GIVEN TEXT »
Re: WGLC comments on draft-ietf-bfd-vxlan

Greg Mirsky Thu, 22 Nov 2018 12:31:03 -0800

Hi Anoop,
apologies if my explanation was not clear. Non-zero VNIs are recommended to
be used by a VTEP that received BFD control packet with zero Your
Discriminator value. BFD control packets with non-zero Your Discriminator
value will be demultiplexed using only that value. As for the special role
of VNI 0 the section 7 of the draft states the following:
   BFD session MAY be established for the reserved VNI 0.  One way to
   aggregate BFD sessions between VTEP's is to establish a BFD session
   with VNI 0.  A VTEP MAY also use VNI 0 to establish a BFD session
   with a service node.
Would you suggest changing the normative language in this text?


Regards,
Greg

PS. Happy Thanksgiving to All!

On Wed, Nov 21, 2018 at 11:00 PM Anoop Ghanwani <[email protected]>
wrote:

> Hi Greg,
>
> See below prefixed with [ag4].
>
> Thanks,
> Anoop
>
> On Wed, Nov 21, 2018 at 4:36 PM Greg Mirsky <[email protected]> wrote:
>
>> Hi Anoop,
>> apologies for the miss. Is it the last outstanding? Let's bring it to the
>> front then.
>>
>> - What is the benefit of running BFD per VNI between a pair of VTEPs?
>>>>>>
>>>>> GIM2>> An alternative would be to run CFM between VMs, if there's the
>>>>> need to monitor liveliness of the particular VM. Again, this is optional.
>>>>>
>>>>
>>>> [ag2] I'm not sure how running per-VNI BFD between the VTEPs allows one
>>>> to monitor the liveliness of VMs.
>>>>
>>>
>> [ag3] I think you missed responding to this.  I'm not sure of the value
>> of running BFD per VNI between VTEPs.  What am I getting that is not
>> covered by running a single BFD session with VNI 0 between the VTEPs?

EXERCISE MATERIALS »
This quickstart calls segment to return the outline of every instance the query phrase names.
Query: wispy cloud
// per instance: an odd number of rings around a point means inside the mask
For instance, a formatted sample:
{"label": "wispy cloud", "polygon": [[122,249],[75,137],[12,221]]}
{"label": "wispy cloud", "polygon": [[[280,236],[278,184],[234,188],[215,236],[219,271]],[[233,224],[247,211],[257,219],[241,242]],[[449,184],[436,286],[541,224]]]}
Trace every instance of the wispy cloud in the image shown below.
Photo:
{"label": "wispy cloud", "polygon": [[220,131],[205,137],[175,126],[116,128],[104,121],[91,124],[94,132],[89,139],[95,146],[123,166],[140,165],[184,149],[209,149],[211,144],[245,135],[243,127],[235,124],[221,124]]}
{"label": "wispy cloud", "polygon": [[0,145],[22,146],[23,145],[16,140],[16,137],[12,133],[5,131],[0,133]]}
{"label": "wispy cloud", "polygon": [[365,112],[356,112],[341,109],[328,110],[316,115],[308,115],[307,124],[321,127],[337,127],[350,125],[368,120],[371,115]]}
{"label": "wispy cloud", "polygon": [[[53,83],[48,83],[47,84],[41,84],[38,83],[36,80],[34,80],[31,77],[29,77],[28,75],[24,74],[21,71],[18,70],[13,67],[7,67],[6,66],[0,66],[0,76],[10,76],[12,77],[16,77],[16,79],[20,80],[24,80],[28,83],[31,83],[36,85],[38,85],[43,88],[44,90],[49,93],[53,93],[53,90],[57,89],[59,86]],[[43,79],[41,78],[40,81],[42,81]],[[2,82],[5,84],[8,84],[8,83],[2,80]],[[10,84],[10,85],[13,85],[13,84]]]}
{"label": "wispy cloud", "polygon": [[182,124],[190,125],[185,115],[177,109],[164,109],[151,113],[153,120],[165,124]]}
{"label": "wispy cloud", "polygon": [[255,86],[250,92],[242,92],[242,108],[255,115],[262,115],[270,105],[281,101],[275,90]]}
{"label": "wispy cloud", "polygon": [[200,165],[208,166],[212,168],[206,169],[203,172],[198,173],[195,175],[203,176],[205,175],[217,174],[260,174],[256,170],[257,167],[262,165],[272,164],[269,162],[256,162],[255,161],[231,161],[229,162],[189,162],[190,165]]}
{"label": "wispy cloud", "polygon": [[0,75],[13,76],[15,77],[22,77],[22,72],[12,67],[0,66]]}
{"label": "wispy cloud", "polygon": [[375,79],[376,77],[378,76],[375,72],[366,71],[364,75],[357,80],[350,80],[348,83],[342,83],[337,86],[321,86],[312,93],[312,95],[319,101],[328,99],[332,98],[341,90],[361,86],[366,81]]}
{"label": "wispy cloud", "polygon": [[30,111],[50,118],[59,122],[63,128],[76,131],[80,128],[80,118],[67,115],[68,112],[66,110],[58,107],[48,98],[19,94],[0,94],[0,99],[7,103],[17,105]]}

...

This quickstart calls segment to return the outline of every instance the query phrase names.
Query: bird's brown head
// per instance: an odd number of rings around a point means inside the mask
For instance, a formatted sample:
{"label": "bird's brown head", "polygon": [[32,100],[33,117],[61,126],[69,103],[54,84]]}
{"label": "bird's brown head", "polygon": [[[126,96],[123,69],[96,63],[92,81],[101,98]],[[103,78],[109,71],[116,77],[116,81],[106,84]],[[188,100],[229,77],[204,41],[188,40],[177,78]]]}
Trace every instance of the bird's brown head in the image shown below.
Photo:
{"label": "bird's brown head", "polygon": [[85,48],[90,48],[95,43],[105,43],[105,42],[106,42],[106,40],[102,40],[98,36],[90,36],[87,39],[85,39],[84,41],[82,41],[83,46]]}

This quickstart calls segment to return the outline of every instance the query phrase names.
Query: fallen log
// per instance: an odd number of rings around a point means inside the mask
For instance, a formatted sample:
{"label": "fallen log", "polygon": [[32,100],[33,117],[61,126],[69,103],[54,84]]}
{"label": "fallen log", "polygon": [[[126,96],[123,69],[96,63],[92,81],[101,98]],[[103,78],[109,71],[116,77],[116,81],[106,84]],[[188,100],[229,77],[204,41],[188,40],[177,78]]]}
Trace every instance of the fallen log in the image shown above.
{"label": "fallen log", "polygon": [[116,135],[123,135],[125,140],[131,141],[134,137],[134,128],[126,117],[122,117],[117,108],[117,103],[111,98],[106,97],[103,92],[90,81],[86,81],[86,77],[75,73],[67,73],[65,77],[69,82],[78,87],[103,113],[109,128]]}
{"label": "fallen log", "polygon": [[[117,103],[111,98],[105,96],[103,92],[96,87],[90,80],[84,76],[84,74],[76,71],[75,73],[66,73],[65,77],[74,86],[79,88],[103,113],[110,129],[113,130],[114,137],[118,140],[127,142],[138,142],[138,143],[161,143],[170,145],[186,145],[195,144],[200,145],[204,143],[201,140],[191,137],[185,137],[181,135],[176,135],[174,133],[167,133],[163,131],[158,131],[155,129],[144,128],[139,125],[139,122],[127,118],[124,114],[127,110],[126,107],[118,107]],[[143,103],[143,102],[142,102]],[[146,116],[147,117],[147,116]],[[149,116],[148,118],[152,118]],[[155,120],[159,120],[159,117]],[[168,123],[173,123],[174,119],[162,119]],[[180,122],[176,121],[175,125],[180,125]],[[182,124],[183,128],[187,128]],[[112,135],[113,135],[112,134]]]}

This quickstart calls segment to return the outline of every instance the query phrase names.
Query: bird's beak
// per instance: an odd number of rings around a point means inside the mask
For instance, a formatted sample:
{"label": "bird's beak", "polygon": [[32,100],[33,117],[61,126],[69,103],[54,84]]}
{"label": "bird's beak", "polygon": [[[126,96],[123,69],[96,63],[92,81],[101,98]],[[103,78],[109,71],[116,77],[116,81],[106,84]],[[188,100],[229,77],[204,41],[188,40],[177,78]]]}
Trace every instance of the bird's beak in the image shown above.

WORK TO DO »
(a) Count the lines in the records that contain the string "Trace" and give only that number.
(b) Extend the mailing-list thread on BFD for VXLAN, picking up right after its final line.

EXERCISE RESPONSES »
(a) 4

(b)
>>
>> GIM3>> I've misspoken. Non-zero VNI is recommended to be used to
>> demultiplex BFD sessions between the same VTEPs. In section 6.1:
>>    The procedure for demultiplexing
>>    packets with Your Discriminator equal to 0 is different from
>>    [RFC5880].  For such packets, the BFD session MUST be identified
>>    using the inner headers, i.e., the source IP and the destination IP
>>    present in the IP header carried by the payload of the VXLAN
>>    encapsulated packet.  The VNI of the packet SHOULD be used to derive
>>    interface-related information for demultiplexing the packet.
>>
>> Hope that clarifies the use of non-zero VNI in VXLAN encapsulation of a
>> BFD control packet.
>>
>
> [ag4] This tells me how the VNI is used for BFD packets being
> sent/received.  What is the use case/benefit of doing that?  I am creating
> a special interface with VNI 0 just for BFD.  Why do I now need to run BFD
> on any/all of the other VNIs?  As a developer, if I read this spec, should
> I be building this capability or not?  Basically what I'm getting at is I
> think the draft should recommend using VNI 0.  If there is a convincing use
> case for running BFD over other VNIs serviced by that VTEP, then that needs
> to be explained.  But as I mentioned before, this leads to scaling issues.
> So given the scaling issues, it would be good if an implementation only
> needed to worry about sending BFD messages on VNI 0.
>
>
>>
>> Regards,
>> Greg
>>
>> On Tue, Nov 20, 2018 at 12:14 PM Anoop Ghanwani <[email protected]>
>> wrote:
>>
>>> Hi Greg,
>>>
>>> Please see inline prefixed by [ag3].
>>>
>>> Thanks,
>>> Anoop
>>>
>>> On Fri, Nov 16, 2018 at 5:29 PM Greg Mirsky <[email protected]>
>>> wrote:
>>>
>>>> Hi Anoop,
>>>> thank you for the discussion. Please find my responses tagged GIM3>>.
>>>> Also, attached diff and the updated working version of the draft. Hope
>>>> we're converging.
>>>>
>>>> Regards,
>>>> Greg
>>>>
>>>> On Wed, Nov 14, 2018 at 11:00 PM Anoop Ghanwani <[email protected]>
>>>> wrote:
>>>>
>>>>> Hi Greg,
>>>>>
>>>>> Please see inline prefixed with [ag2].
>>>>>
>>>>> Thanks,
>>>>> Anoop
>>>>>
>>>>> On Wed, Nov 14, 2018 at 9:45 AM Greg Mirsky <[email protected]>
>>>>> wrote:
>>>>>
>>>>>> Hi Anoop,
>>>>>> thank you for the expedient response. I am glad that some of my
>>>>>> responses have addressed your concerns. Please find followup notes 
>>>>>> in-line
>>>>>> tagged GIM2>>. I've attached the diff to highlight the updates applied in
>>>>>> the working version. Let me know if these are acceptable changes.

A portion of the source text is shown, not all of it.